**Exercise requirements**
Reproduce only the records from the line containing "One point belongs to each instance of the dark" through the line containing "[[329, 369]]", renaming "cooktop burner element" to "stove burner" and leaving all else unchanged.

**Input for this task**
»»

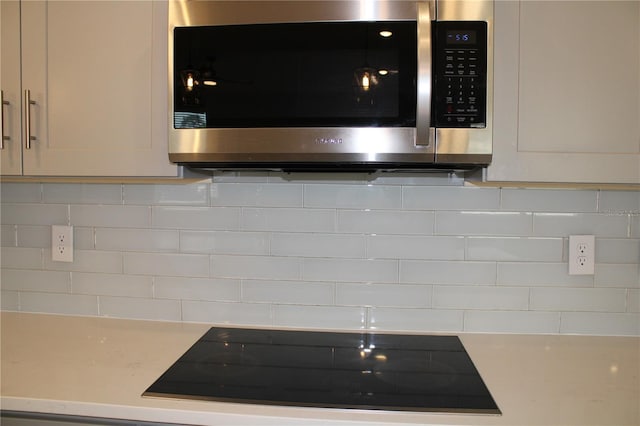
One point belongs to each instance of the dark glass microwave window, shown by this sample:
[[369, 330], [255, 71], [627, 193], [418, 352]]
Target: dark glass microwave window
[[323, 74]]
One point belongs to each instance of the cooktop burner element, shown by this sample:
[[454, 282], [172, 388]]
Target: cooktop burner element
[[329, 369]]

««
»»

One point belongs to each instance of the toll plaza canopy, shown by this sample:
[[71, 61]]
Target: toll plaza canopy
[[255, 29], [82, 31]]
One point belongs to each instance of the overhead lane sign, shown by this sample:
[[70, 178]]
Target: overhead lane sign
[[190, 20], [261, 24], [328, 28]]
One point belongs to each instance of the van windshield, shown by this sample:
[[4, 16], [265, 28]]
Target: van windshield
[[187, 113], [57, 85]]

««
»»

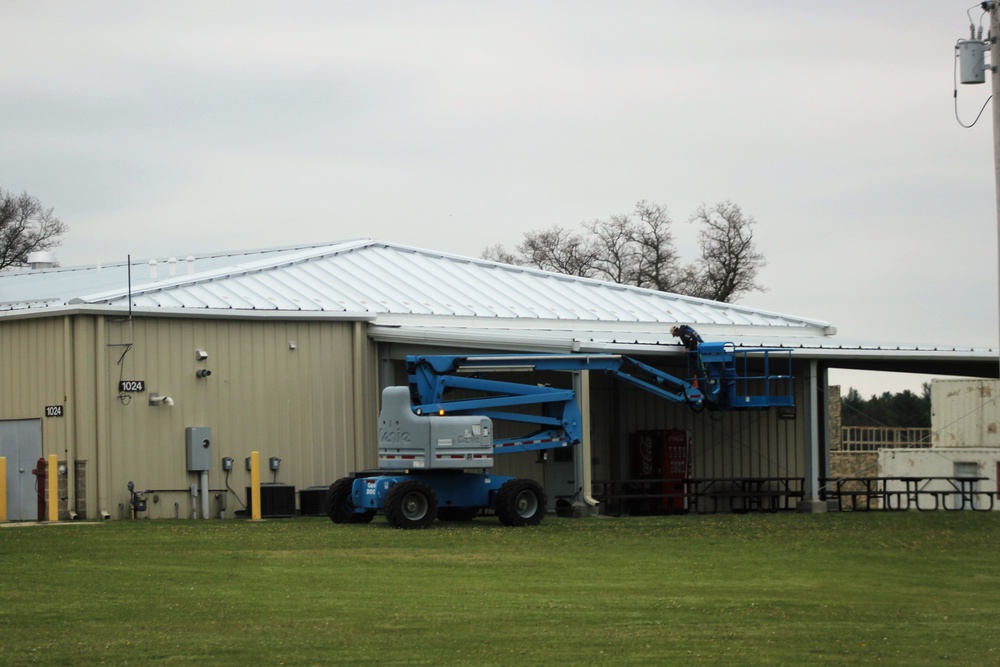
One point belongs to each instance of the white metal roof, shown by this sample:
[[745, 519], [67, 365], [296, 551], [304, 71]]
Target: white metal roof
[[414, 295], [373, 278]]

««

**Correct response**
One point belongs to each instance of the dark glass microwave window, shown by this sample:
[[369, 330], [255, 71], [627, 193], [418, 352]]
Target: dark glass microwave window
[[323, 74]]
One point belongs to each instance of the stove burner, shown by this sample:
[[454, 282], [172, 388]]
Target: stove burner
[[329, 369]]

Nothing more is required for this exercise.